WHAT THE TASK REQUIRES:
Write out the records word for word, with no pictures.

--- Start ---

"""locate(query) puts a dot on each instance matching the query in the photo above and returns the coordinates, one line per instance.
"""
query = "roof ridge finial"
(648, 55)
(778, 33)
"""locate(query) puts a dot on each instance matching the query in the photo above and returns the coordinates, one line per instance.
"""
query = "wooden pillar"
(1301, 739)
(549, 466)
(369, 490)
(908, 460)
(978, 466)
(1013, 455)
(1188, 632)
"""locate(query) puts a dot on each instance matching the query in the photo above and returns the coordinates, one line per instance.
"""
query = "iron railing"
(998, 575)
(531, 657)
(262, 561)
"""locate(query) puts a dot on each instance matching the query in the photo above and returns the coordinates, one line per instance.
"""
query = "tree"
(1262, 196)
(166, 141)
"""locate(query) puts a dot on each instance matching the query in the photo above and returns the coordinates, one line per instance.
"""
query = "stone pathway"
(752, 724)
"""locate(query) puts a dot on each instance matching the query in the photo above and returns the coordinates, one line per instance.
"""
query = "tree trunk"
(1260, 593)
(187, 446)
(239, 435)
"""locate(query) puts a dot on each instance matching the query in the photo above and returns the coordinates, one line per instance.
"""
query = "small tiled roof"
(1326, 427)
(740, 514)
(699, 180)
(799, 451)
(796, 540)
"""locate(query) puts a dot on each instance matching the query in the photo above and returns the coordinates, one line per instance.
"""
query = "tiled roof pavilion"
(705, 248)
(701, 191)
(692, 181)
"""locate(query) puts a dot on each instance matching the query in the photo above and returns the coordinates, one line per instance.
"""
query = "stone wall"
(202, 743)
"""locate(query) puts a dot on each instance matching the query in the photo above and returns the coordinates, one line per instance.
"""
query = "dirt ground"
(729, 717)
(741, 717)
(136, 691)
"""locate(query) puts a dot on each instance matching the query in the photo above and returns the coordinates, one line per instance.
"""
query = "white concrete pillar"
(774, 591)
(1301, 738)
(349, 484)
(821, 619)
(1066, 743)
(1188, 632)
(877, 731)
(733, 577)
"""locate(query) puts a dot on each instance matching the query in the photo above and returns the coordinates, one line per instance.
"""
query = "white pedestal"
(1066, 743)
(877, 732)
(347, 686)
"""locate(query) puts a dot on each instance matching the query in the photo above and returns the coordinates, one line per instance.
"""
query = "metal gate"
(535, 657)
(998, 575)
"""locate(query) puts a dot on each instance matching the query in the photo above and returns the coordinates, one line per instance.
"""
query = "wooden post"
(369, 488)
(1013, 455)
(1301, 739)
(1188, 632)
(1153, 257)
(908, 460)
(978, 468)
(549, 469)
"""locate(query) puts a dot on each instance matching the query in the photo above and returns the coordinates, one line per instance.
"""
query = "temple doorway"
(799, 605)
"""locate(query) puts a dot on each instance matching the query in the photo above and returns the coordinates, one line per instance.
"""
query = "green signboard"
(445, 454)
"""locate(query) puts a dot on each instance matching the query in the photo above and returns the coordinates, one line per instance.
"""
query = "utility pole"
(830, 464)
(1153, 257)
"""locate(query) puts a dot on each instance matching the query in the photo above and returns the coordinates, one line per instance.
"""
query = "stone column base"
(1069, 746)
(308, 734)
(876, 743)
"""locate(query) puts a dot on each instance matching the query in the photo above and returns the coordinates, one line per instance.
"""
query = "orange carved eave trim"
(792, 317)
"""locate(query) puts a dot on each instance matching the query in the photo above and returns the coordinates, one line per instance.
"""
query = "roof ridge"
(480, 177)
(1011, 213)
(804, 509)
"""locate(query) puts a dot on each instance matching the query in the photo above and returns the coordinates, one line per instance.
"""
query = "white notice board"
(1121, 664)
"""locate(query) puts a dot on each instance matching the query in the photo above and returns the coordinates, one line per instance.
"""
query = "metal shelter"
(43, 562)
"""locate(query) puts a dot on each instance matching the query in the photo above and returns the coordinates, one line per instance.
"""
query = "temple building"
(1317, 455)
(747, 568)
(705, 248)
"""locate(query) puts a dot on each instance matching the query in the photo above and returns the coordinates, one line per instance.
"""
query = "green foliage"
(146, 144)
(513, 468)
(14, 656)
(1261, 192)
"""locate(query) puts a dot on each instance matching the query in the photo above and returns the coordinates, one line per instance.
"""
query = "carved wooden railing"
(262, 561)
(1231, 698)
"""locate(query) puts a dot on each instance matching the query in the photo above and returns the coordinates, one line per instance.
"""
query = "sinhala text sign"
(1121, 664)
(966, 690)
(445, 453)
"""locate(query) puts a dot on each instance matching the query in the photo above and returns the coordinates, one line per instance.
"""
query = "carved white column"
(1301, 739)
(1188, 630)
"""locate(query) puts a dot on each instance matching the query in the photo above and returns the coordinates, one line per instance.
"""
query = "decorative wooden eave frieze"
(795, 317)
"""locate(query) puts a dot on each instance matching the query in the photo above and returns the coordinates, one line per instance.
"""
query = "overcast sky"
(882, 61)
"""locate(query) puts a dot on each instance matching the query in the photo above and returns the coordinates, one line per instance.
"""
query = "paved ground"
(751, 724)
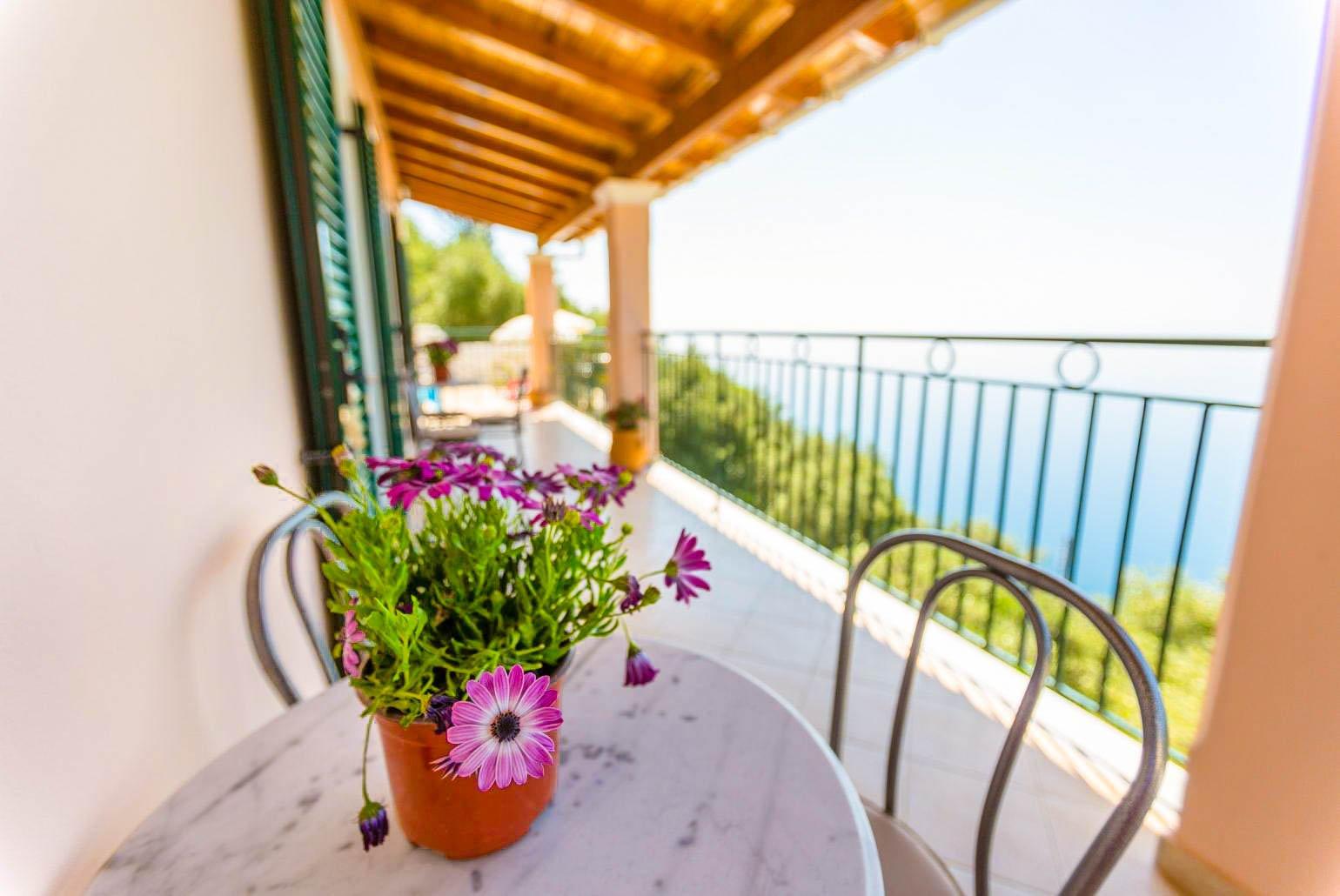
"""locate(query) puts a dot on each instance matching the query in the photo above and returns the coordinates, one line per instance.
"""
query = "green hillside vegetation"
(461, 282)
(739, 441)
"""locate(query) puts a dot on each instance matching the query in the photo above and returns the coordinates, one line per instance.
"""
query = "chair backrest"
(1016, 578)
(290, 533)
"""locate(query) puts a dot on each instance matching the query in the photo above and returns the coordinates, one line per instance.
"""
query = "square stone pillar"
(541, 300)
(627, 224)
(1263, 794)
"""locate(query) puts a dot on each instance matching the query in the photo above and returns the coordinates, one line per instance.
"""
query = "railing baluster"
(915, 509)
(1037, 509)
(836, 451)
(943, 466)
(1076, 535)
(855, 453)
(893, 476)
(1188, 516)
(873, 485)
(972, 496)
(1123, 551)
(1002, 504)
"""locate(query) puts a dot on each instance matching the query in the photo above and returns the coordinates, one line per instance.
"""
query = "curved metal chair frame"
(303, 521)
(1016, 578)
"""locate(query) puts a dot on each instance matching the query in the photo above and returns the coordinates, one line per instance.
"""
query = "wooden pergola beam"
(451, 84)
(493, 79)
(365, 84)
(500, 138)
(486, 191)
(634, 17)
(566, 61)
(504, 161)
(471, 206)
(767, 67)
(488, 113)
(411, 153)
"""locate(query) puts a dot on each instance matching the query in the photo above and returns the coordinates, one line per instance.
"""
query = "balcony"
(774, 611)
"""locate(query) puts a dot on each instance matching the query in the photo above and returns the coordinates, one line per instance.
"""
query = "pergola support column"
(541, 300)
(627, 223)
(1263, 797)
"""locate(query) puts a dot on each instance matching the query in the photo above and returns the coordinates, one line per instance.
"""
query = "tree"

--- End ---

EXERCISE ANSWER:
"""locate(query) puts a dot on each instance matching the query in the photo above and returns the coordinates, one line per instance.
"""
query = "roof ridge finial"
(648, 55)
(778, 33)
"""locate(query) puts a dot on each instance matching the query in the photo above and returns the coordinates, one line per instance.
"""
query = "wooden pillar"
(1301, 739)
(549, 466)
(369, 490)
(908, 460)
(978, 466)
(1013, 455)
(1188, 632)
"""locate(query) puts a dot on each instance matching the query in the photo above and returns the coordinates, one line per instance.
"""
query = "iron railing"
(998, 575)
(531, 657)
(262, 561)
"""locate(query) puts a dot on each instance matching the query in the photo above and returns the coordinates, one line per instance.
"""
query = "tree"
(1262, 196)
(166, 141)
"""locate(query) puts a dot on each instance matching the query in the photo above and returns the coordinates, one line per instance.
"""
query = "stone pathway"
(752, 724)
"""locate(query) puts a dot on each instance matching the query in the photo above and returns the coordinates, one line per instance.
"""
query = "tree trunk"
(1260, 593)
(187, 446)
(239, 435)
"""locate(query) puts a dot on each instance matching the query in the photo above and returns the coordinates, one line per instance.
"""
query = "small tiled roof"
(1326, 427)
(740, 514)
(699, 180)
(799, 451)
(796, 540)
"""locate(query) puts a dot on each instance matching the query in the photo above and returns the coordinates, one line per instance.
"""
query = "tiled roof pavilion"
(705, 248)
(701, 191)
(692, 181)
"""locate(query) puts a dot on each instance matching the query in the photo above and returns the coordinates, one line per instance.
"""
query = "stone wall"
(202, 743)
"""locate(query) puts a dot on each instance matching the query in the photo above and returns the coordinates, one line per instance.
"""
query = "dirt ground"
(729, 717)
(741, 717)
(136, 691)
"""locate(query) puts a dot on each instance matching the query in the photo above and returns the coordinates, one line per instance.
"""
query = "white concrete pillar"
(774, 591)
(1301, 738)
(349, 484)
(821, 619)
(1066, 743)
(1188, 632)
(877, 731)
(733, 577)
"""locate(query) puts a dot on each instance matching the query in the photo above and returns the coordinates, one line per instance.
"""
query = "white pedestal"
(1066, 743)
(877, 732)
(347, 686)
"""locate(query) puts a dot on each instance matching the query in the photo above and returns the coordinates, one line per instance.
"""
query = "metal gate"
(535, 657)
(998, 575)
"""locate(query) puts a dot on each instance matching the query in the photo above and returns the coordinates, one line per instance.
"""
query = "wooden post"
(369, 488)
(1013, 455)
(1301, 739)
(1188, 632)
(1153, 257)
(908, 460)
(978, 468)
(549, 469)
"""locate(query) puts a dot on each instance matching the query in the photo above and returns the coordinates, one line per instance.
"""
query = "temple doorway"
(799, 605)
"""locate(query) puts a dot on each instance matching the query in the photo above and returns the coordinates, one line per instance.
"""
query = "green signboard"
(445, 454)
"""locate(query) puts a dot on each instance matching the query in the photo above and returns the coordinates, one line per instance.
"""
query = "utility pole"
(830, 464)
(1153, 257)
"""locate(query) puts a dot on each instance matching the query in the photo above and returns the coordinates, one line per instance.
"""
query = "stone column base"
(1069, 746)
(308, 734)
(876, 743)
"""locate(query) puts a dot on each instance matching the query in the photo above and returns the coordinates, one line per instance.
"""
query = "orange carved eave trim"
(792, 317)
"""locate(query) puts a dot on each instance matching the query in the photo above and returns the coordinates, one line per instance.
"""
query = "roof ridge"
(480, 177)
(1011, 213)
(804, 509)
"""locate(query) puts a dot on each instance matching the query in the photo above and returns the coordinates, one line per instance.
"""
query = "white notice board"
(1121, 664)
"""locate(query) puts a dot on each instance matching the query in the photo above and returns the coordinates, one line per instance.
"""
query = "metal shelter"
(43, 562)
"""locate(query) puts a dot on each instance matching the query in the photo above and returns the coordinates, one line per instance.
"""
query = "temple building"
(1317, 455)
(747, 568)
(705, 248)
"""locate(query) puts a dot on each instance matching the query in the photo above and returns the coordinates, one line per instance.
"""
query = "green foliage"
(146, 144)
(513, 468)
(14, 656)
(1261, 192)
"""locate(query) puts a dot on each instance matching the query in the photo above and returns the coordinates, one line per instance.
"""
query = "carved wooden railing"
(262, 561)
(1231, 698)
"""locate(query) puts a dot on each instance matching the query in the photo above and returns the coordinates, one line per instance.
"""
query = "sinhala text sign"
(1121, 664)
(966, 690)
(445, 453)
"""locate(query) puts a dot on each instance matching the query in the photo above and returns the coordinates, one line per instance.
"""
query = "carved white column"
(1301, 739)
(1188, 630)
"""locate(query) puts a dot on each instance matching the query in the photo above and returns the coordinates, one line per instance.
"""
query = "decorative wooden eave frieze"
(795, 317)
"""locate(query) puts a dot on each instance matching the query in the photo above and returns the coordinates, one line per instance.
"""
query = "overcast sky"
(882, 61)
"""locate(query) puts a dot on each instance matching the query in the photo above and returns the coordinates, one line per instance.
"""
query = "paved ground"
(751, 724)
"""locate(query) puts a dot on each instance matching the query in the photo above and returns the coordinates, one line per instance.
"""
query = "green hillside vegetation"
(461, 282)
(739, 441)
"""locate(query) puts a dot on each instance matching the query in the photo above and returns the coordinates, one line per instance.
"""
query = "chair backrest"
(1016, 578)
(290, 533)
"""locate(query) puts a dot on each instance matching the query in the photo above and returns the coordinates, one line per instance.
"""
query = "square stone pillar"
(541, 300)
(627, 224)
(1263, 794)
"""locate(query) puts a dot on each instance matching the query in the photo above and returns the coordinates, one line per instance.
"""
query = "railing baluster"
(915, 509)
(1037, 509)
(836, 451)
(943, 466)
(1076, 535)
(855, 453)
(893, 476)
(1188, 516)
(873, 485)
(972, 496)
(1123, 551)
(1002, 504)
"""locate(query) puts a dot on each instance matching the query in the photo above and returns the coordinates, one line per instance.
"""
query = "curved metal chair frame"
(303, 521)
(1016, 578)
"""locate(query) puts a dot on each instance matching the query in the photo above and returns the coordinates, one line per instance.
"""
query = "wooden pergola beam"
(451, 84)
(493, 79)
(365, 84)
(500, 138)
(486, 191)
(634, 17)
(566, 61)
(504, 161)
(471, 206)
(767, 67)
(488, 113)
(411, 153)
"""locate(query) puts a dot on each instance matching the query in the photo above and returns the coordinates, one line per instance.
"""
query = "balcony"
(774, 611)
"""locate(query) puts a dot on each instance matching the query in the photo above and returns the coordinates, one line per instance.
"""
query = "pergola support column"
(541, 300)
(627, 223)
(1263, 797)
"""locate(query) puts a dot on each instance matching the query in the photo above and returns the coordinates, one line per instance.
"""
query = "tree"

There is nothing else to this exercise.